Short problem:
Recast every line of the items below as a two-column Markdown table headed "No." and "Entry", numbering the lines in order and leaving out blank ones.

Stored data:
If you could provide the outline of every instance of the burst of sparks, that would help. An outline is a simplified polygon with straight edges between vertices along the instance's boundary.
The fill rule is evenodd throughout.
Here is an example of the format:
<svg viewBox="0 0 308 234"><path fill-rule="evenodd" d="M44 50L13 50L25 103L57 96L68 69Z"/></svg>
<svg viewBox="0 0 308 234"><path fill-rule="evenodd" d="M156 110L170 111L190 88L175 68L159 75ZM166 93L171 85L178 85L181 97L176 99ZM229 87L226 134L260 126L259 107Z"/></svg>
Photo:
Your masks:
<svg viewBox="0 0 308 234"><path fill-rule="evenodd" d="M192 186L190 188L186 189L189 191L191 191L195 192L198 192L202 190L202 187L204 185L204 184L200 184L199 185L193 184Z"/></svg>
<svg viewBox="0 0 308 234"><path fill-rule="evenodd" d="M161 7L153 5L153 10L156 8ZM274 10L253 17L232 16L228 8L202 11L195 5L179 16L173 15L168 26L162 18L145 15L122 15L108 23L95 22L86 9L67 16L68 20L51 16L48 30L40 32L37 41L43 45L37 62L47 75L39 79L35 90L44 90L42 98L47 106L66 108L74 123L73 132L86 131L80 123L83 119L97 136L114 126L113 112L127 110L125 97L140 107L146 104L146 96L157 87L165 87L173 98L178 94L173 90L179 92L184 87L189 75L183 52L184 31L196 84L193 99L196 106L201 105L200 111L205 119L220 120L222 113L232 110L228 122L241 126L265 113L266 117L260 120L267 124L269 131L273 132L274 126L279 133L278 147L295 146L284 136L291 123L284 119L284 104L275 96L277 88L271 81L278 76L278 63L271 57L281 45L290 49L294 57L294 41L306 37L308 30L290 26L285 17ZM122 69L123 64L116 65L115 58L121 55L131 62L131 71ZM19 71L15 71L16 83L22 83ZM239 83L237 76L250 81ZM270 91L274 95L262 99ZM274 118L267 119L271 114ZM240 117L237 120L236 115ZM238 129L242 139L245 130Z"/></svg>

Result of the task:
| No. | Entry |
|---|---|
| 1 | If you could provide the outline of every instance of the burst of sparks, that would help. An outline is a simplified polygon with straight edges between vertices along the instance's boundary. |
| 2 | The fill rule is evenodd throughout. |
| 3 | Here is an example of the format: |
| 4 | <svg viewBox="0 0 308 234"><path fill-rule="evenodd" d="M44 50L13 50L25 103L57 96L68 69Z"/></svg> |
| 5 | <svg viewBox="0 0 308 234"><path fill-rule="evenodd" d="M156 110L170 111L190 88L175 68L159 75ZM166 93L171 85L178 85L181 97L176 99ZM229 87L226 134L260 126L259 107Z"/></svg> |
| 6 | Photo: |
| 7 | Your masks: |
| 8 | <svg viewBox="0 0 308 234"><path fill-rule="evenodd" d="M192 186L190 188L186 189L189 191L191 191L195 192L198 192L202 190L202 187L204 185L204 184L200 184L199 185L193 184Z"/></svg> |
| 9 | <svg viewBox="0 0 308 234"><path fill-rule="evenodd" d="M161 7L153 5L153 10L156 8ZM274 10L253 17L232 16L228 8L202 11L195 5L179 16L173 15L168 26L162 18L145 15L122 15L108 23L95 22L86 9L67 16L68 20L51 16L48 30L40 32L37 41L43 45L37 62L47 75L39 79L35 90L44 90L42 98L47 106L66 108L74 123L73 132L86 131L80 123L83 119L97 136L114 126L113 112L127 110L125 97L140 107L146 104L146 96L157 87L165 87L173 98L178 94L173 90L179 92L184 87L189 75L183 52L184 31L196 84L193 99L196 106L201 105L200 111L205 119L220 120L222 113L232 110L228 122L241 126L265 113L266 117L260 120L267 124L269 131L273 132L274 126L279 133L278 147L295 146L284 136L291 123L284 119L284 104L275 96L277 88L271 81L278 76L278 63L271 57L281 45L290 49L294 57L294 41L306 37L308 30L290 26L285 17ZM122 69L123 64L116 65L115 58L121 55L131 62L131 71ZM19 71L15 71L16 83L22 83ZM239 83L237 76L250 81ZM270 91L274 95L262 99ZM274 118L267 119L271 114ZM240 117L237 120L236 115ZM238 129L242 139L245 130Z"/></svg> |